- **Source data**:
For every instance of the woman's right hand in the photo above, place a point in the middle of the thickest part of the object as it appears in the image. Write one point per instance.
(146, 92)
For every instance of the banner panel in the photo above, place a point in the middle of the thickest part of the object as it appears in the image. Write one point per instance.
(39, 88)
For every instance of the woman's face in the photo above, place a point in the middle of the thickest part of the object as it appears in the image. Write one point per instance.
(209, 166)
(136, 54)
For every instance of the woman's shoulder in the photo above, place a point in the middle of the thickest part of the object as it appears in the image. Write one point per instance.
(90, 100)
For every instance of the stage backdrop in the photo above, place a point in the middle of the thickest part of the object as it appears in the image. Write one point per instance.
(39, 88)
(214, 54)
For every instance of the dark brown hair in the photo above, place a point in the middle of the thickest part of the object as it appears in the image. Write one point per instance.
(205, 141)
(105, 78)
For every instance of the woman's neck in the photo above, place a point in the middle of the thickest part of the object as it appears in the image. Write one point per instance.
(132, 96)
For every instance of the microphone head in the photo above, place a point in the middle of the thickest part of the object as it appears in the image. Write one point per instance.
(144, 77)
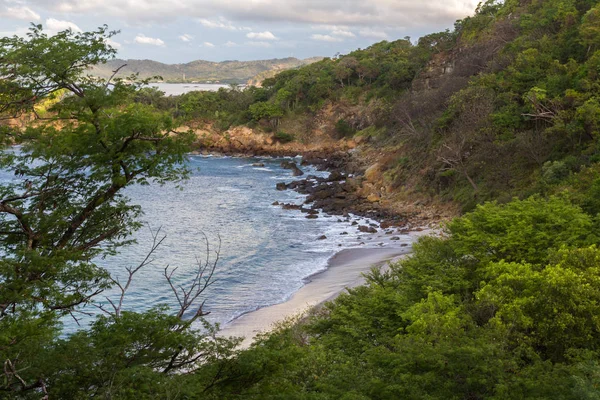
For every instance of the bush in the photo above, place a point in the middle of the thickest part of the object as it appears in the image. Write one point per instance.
(283, 137)
(344, 129)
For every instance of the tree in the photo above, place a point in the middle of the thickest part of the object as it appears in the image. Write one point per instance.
(269, 111)
(65, 207)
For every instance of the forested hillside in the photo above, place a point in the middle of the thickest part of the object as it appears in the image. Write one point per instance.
(500, 116)
(237, 72)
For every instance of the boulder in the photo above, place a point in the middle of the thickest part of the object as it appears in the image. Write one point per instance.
(367, 229)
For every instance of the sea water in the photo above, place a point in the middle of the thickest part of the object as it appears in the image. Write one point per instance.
(265, 252)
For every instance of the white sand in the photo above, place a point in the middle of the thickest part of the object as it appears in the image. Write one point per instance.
(344, 271)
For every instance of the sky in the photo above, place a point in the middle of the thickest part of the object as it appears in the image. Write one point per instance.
(179, 31)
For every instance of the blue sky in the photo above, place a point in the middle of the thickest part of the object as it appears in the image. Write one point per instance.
(179, 31)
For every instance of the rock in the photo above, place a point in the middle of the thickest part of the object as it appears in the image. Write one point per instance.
(297, 171)
(367, 229)
(292, 165)
(373, 198)
(335, 176)
(372, 173)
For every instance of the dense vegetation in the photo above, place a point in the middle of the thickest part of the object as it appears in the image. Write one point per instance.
(504, 305)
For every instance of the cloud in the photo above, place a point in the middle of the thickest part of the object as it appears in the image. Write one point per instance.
(258, 44)
(221, 23)
(266, 35)
(356, 13)
(24, 13)
(373, 34)
(54, 26)
(343, 33)
(325, 38)
(113, 44)
(143, 39)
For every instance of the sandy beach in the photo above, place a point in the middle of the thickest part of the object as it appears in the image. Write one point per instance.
(344, 271)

- **Aim**:
Rewrite all the records above with "thickest part" changed to "widest part" and nothing else altered. Leave the pictures out.

- **The response**:
For every instance of the woman's right hand in the photo above, place a point in the middle of the widest part of the object as it appears in the image. Write one point per instance.
(146, 92)
For every instance of the banner panel in the photo above, place a point in the middle of the widest part of the object as it appears in the image. Write one point per instance.
(39, 88)
For every instance of the woman's face in the photo above, place a point in the middle of the widest part of the object as it appears in the image. Write one point per instance.
(209, 166)
(136, 54)
For every instance of the woman's shoulder in the photo above, place a point in the middle of the widest part of the object as it appears in the image. Write one point per instance.
(90, 100)
For every instance of the stage backdrop in the photo above, place a point in the middle of the widest part of the object as it appears in the image. Write one point per instance.
(39, 88)
(214, 54)
For every instance of the dark brown hair in the photo above, place a point in the middle of the widest part of the object as it appears in the image. Write one point per instance.
(205, 141)
(105, 78)
For every instance of the woman's neck in the photo above, place a point in the middle of the widest part of the object as it appears in the image. Write one point per instance.
(132, 96)
For every instance of the microphone head in the photo above, place a point in the middle of the widest part of the object as it appears in the image. Write one point per instance.
(144, 77)
For every instance of the bush in the photo above, place a point in the middle of the widest part of the object as it appears in the image. Write one point per instance.
(283, 137)
(344, 129)
For every instance of the tree in the photo above, place a point in the middle of the widest part of the object as it appears in the image. Write one point per instance.
(269, 111)
(65, 207)
For every instance of the forested hillside in the photo above, place a point in the middle of the widest part of the object as it appears in the image. Write one point per instance.
(500, 116)
(237, 72)
For every instance of the boulder in the photo above, place a point in the middle of the widest part of the object as it appears in the image. Write one point per instance.
(367, 229)
For every instance of the sea water in the photo above, place a point in the middle of the widest part of the object as it appears in the image. Write one point per instance.
(265, 252)
For every instance of the white sand in the photo above, place a point in the middle of the widest part of the object as it appears in the image. Write one point per instance.
(344, 271)
For every instance of the sky in the photo above, place a point in the middle of the widest part of the object as it appears in the image. Write one point per instance.
(179, 31)
For every instance of the blue sky in the photo above, place a point in the middle of the widest part of the object as it appears in the image. Write one point per instance.
(179, 31)
For every instance of the rock in the photo above, place a point in the middle of the widest part of the object as it appears in the image. Write one point per instance.
(297, 171)
(367, 229)
(292, 165)
(373, 198)
(335, 176)
(372, 173)
For every instance of the dense vegetation in the photo above, place a point in the middle of the widest part of the object as it appears in the image. Write one point per instance.
(504, 305)
For every instance of the cloud in the photo above, place a point in the middle of the widest part of the object as it appears in the image. Write one point per instance.
(258, 44)
(221, 23)
(266, 35)
(356, 13)
(24, 13)
(373, 34)
(54, 26)
(343, 33)
(325, 38)
(113, 44)
(143, 39)
For every instance of the sandy beach in the photo above, place a point in the middle of the widest part of the object as it appears in the image. Write one point per instance.
(344, 271)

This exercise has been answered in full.